Dawn Baumgartner Vaughan, The News & Observer on

Published in News & Features

If all politics is local, in the case of one North Carolina Senate race, it’s both state and national, too.

North Carolina’s longtime Republican Senate leader Phil Berger is being challenged in a primary election by Rockingham County Sheriff Sam Page.

Both men have praised Trump, but Trump chose to endorse Berger on Wednesday night, even as he complimented Page, offered him a job and encouraged him to drop out of the race.

Page said he isn’t going anywhere and he’s committed to defeating Berger in the March 3 election.

Here’s what you need to know about the status of the primary.

A local primary is the only way that Berger could lose power

Berger has maintained the support of his Senate Republican Caucus, which chooses to keep him as its leader every two-year session. And he serves in a safely Republican district.

“Berger is unquestionably the most powerful state legislator and arguably the most powerful politician in North Carolina and usually skates to reelection,” said political science professor Chris Cooper.

Rows taken from a pointing dataset:
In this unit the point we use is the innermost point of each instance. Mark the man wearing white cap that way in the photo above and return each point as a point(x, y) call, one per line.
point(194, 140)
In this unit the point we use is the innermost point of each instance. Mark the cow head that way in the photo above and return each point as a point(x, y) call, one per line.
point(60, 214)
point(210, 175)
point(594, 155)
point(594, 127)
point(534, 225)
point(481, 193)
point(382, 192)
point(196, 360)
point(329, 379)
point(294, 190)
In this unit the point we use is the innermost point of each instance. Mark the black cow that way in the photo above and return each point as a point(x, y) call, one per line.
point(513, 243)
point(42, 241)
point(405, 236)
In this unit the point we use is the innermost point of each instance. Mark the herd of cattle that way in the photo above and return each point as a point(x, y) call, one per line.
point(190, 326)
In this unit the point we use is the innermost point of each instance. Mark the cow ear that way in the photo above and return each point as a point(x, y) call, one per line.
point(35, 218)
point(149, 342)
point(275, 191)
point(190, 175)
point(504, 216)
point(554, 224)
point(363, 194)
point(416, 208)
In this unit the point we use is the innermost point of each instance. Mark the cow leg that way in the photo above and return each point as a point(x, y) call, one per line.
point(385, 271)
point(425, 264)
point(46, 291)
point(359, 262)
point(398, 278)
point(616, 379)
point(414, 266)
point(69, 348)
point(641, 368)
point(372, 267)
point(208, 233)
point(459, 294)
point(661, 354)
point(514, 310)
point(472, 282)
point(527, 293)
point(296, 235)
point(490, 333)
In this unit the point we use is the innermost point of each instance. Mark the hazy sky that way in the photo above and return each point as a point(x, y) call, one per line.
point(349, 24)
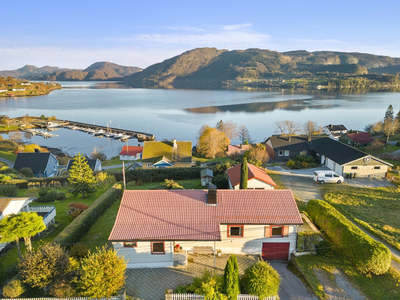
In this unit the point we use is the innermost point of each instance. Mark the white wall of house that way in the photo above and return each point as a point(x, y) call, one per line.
point(141, 256)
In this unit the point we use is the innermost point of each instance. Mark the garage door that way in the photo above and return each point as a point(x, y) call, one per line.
point(275, 251)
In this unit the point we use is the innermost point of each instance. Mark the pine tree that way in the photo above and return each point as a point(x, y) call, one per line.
point(231, 285)
point(81, 177)
point(244, 170)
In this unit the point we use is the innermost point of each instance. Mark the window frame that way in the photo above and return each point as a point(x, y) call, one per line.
point(276, 226)
point(235, 236)
point(131, 246)
point(157, 253)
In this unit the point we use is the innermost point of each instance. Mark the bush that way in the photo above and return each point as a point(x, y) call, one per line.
point(262, 280)
point(74, 231)
point(13, 289)
point(367, 255)
point(8, 190)
point(27, 172)
point(221, 181)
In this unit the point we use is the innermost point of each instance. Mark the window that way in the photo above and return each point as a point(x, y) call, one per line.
point(130, 244)
point(276, 231)
point(157, 248)
point(235, 230)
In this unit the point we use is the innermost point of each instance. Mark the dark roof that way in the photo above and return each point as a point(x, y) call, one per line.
point(91, 163)
point(336, 127)
point(36, 161)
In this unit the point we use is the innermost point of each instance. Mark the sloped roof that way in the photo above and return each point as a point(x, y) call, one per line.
point(184, 214)
point(361, 137)
point(254, 172)
point(153, 150)
point(36, 161)
point(131, 150)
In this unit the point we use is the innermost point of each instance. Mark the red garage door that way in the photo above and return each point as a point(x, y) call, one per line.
point(278, 251)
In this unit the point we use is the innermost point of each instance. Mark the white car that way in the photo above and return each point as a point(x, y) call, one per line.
point(327, 177)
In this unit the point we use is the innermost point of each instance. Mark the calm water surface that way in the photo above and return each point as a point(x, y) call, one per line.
point(179, 114)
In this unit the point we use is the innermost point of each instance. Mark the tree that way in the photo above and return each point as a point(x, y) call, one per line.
point(81, 177)
point(258, 155)
point(390, 127)
point(212, 142)
point(229, 128)
point(102, 274)
point(44, 266)
point(389, 113)
point(244, 174)
point(231, 285)
point(22, 225)
point(244, 134)
point(262, 280)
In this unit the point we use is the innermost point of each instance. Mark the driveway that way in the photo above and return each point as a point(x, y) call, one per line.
point(151, 284)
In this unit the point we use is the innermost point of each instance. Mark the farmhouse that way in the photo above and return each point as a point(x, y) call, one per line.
point(151, 224)
point(257, 178)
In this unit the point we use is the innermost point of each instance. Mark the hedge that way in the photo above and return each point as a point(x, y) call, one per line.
point(74, 231)
point(367, 255)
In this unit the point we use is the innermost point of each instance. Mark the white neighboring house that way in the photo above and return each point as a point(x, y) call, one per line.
point(10, 206)
point(257, 178)
point(156, 228)
point(131, 153)
point(334, 131)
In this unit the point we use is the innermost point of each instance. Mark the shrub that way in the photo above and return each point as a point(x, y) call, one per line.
point(8, 190)
point(27, 172)
point(221, 181)
point(78, 227)
point(13, 289)
point(262, 280)
point(172, 185)
point(367, 255)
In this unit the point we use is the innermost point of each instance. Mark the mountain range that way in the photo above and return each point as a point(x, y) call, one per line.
point(97, 71)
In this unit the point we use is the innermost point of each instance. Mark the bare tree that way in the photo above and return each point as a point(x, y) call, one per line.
point(229, 128)
point(244, 134)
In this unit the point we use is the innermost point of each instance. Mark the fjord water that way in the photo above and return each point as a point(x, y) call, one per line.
point(179, 114)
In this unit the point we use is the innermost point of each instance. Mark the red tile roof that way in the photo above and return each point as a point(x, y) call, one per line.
point(254, 172)
point(131, 150)
point(184, 214)
point(361, 137)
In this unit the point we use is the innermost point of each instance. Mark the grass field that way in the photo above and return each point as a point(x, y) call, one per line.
point(376, 209)
point(374, 287)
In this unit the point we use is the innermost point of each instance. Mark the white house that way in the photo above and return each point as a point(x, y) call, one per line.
point(257, 178)
point(131, 153)
point(152, 223)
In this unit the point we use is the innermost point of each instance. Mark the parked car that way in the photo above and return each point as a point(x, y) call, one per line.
point(324, 176)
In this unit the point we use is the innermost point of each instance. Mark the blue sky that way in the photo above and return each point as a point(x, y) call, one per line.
point(75, 34)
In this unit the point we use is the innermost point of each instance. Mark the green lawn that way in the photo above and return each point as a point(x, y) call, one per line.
point(377, 209)
point(374, 287)
point(8, 155)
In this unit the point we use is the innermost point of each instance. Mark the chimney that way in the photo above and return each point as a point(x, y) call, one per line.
point(212, 198)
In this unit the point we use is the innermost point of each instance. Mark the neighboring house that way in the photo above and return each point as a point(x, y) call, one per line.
point(337, 156)
point(206, 176)
point(41, 164)
point(334, 131)
point(166, 154)
point(10, 206)
point(357, 139)
point(150, 223)
point(131, 153)
point(237, 149)
point(257, 178)
point(94, 164)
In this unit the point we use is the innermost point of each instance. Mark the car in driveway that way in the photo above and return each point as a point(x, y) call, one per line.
point(324, 176)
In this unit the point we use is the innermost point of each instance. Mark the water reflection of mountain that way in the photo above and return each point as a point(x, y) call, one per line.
point(292, 105)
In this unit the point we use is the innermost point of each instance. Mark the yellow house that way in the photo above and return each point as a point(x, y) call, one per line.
point(166, 154)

• [SHORT EXERCISE 1]
Duplicate, word for word, the part of the Senate race article starting at "Berger has maintained" and ending at "safely Republican district.".
• [SHORT EXERCISE 2]
Format as a numbered list the rows starting at the line that contains "the cow head" and ending at the line that contains "point(416, 208)", leaving out any blank lines.
The Senate race article and the rows come from unrelated sources.

• [WRITTEN REPLY 1]
Berger has maintained the support of his Senate Republican Caucus, which chooses to keep him as its leader every two-year session. And he serves in a safely Republican district.

• [WRITTEN REPLY 2]
1. In this unit the point we use is the innermost point of each instance. Mark the cow head that way in the photo above and return each point as a point(x, y) call, one per line.
2. point(60, 214)
3. point(210, 175)
4. point(594, 155)
5. point(594, 127)
6. point(534, 225)
7. point(481, 193)
8. point(382, 192)
9. point(196, 360)
10. point(329, 379)
11. point(294, 190)
12. In this unit the point we use is the innermost point of each instance. Mark the black cow that way in the photo above and return each point as a point(x, y) call, one per line.
13. point(513, 243)
14. point(42, 241)
15. point(405, 236)
16. In this unit the point we use is the innermost point of each instance. Mark the herd of cattle that way in the photo above and return each point as a point(x, y) call, one per line.
17. point(190, 326)
18. In this unit the point we use is the innermost point of each instance. Mark the cow ear that way in the photo above and return each point as a point(x, y) call, one per line.
19. point(35, 218)
20. point(149, 342)
21. point(275, 191)
22. point(190, 175)
23. point(504, 216)
24. point(554, 224)
25. point(363, 194)
26. point(416, 208)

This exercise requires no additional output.